Work to complete: Reproduce verbatim the entries below, from the line containing "Where in the photo below do you see the dark" through the line containing "[133,149,191,171]". Omit the pictures from your output.

Excerpted records:
▽
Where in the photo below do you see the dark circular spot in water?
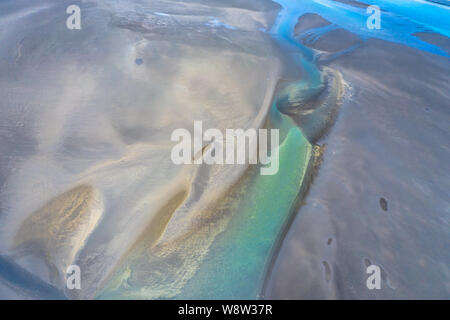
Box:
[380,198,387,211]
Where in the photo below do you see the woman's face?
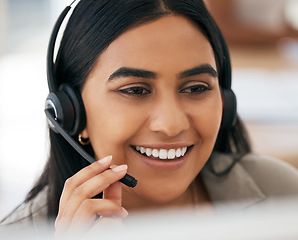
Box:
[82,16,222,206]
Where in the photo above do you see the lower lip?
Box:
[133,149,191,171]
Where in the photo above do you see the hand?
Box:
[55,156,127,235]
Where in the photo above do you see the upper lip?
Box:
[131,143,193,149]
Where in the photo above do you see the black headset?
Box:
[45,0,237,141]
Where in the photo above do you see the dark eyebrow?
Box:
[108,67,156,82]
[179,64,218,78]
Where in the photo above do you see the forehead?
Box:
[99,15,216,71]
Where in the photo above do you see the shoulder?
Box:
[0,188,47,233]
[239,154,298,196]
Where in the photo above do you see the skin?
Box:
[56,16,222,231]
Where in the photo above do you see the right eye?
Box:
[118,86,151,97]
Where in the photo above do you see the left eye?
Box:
△
▽
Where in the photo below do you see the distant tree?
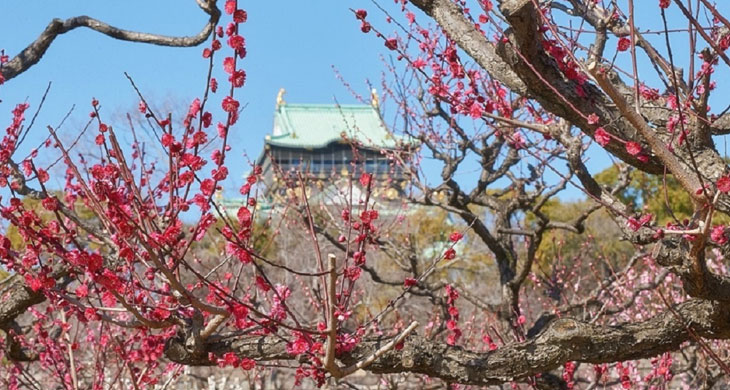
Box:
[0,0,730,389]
△
Response to the task:
Where in the photo below do you see the dark circular spot in water?
Box:
[380,198,387,211]
Where in the photo below do you see the woman's face?
Box:
[82,16,222,206]
Where in the photo above do you see the lower lip?
Box:
[133,149,191,171]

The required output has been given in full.